» Textauszug:
Viele Berlin-Touristen übernachten lieber in der Ferienwohnung als im Hotel. Weil die Hauptstadt das verbietet, ziehen Vermieter vor Gericht. Heute werden erste Klagen verhandelt.

Eigentlich dürfte es sie gar nicht mehr geben. Diese schicke Ferienwohnung gleich um die Ecke vom Kudamm. Rote Wände, dunkle Sofas, großformatige Kunst an der Wand. Vermieter Olaf Bölter wirbt mit Südbalkon und offener Küche. Dafür drohen ihm hohe Bußgelder.

Denn in Wohnhäusern kommerziell Ferienwohnungen anzubieten, ist seit Mai in Berlin endgültig verboten. Bölter jedoch will das nicht akzeptieren - und zieht an diesem Mittwoch mit anderen Ferienwohnungs-Vermietern vor Gericht.

» Die Aufgaben:
a - Fasse den Text über Ferienwohnungen in Berlin in zwei Sätzen zusammen.
b - Führe den Text über das Berliner Verbot von Ferienwohnungen nach seinem letzten Satz weiter.

» Gegebene Daten:
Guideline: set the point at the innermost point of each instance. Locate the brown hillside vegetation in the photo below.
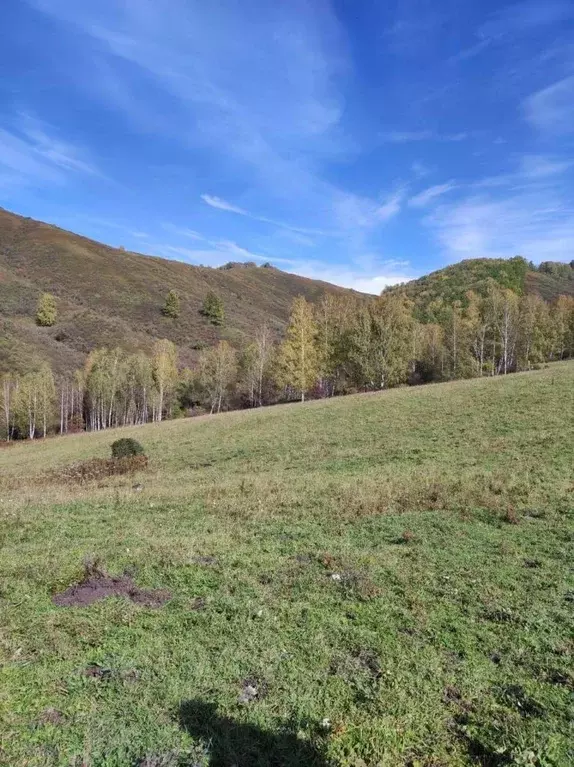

» Die Lösungen:
a - Weil Berlin das kommerzielle Anbieten von Ferienwohnungen in Wohnhäusern seit Mai endgültig verbietet, ziehen Vermieter vor Gericht. Einer von ihnen ist Olaf Bölter, der eine Ferienwohnung nahe dem Kudamm anbietet, dem dafür hohe Bußgelder drohen und der an diesem Mittwoch mit anderen Vermietern vor Gericht zieht.

b -
Es ist wohl der erste Prozess, der sich in Deutschland so grundsätzlich um ein Ferienwohnungsverbot dreht. Unterstützung bekommen die Kläger vom Vermittlungsportal Wimdu, bei dem sie ihre Wohnungen anbieten. Das Urteil könnte Folgen nicht nur für Berlin haben. Denn auch in Städten wie Hamburg, München, Freiburg oder Köln dürfen Wohnungen nicht mehr einfach an Touristen vermietet werden.

Wogegen wehren sich die Ferienwohnungs-Anbieter?

Gegen das Berliner Zweckentfremdungsverbotsgesetz. Das verbietet spekulativen Wohnungsleerstand, Abriss, die Umwandlung von Wohnungen in Büro- oder Gewerberäume und eben die Nutzung als Ferienwohnung. Ein Zimmer der selbst bewohnten Wohnung an Touristen zu vermieten, ist erlaubt - dauerhaft die ganze Wohnung anzubieten aber nicht.

Warum macht Berlin das?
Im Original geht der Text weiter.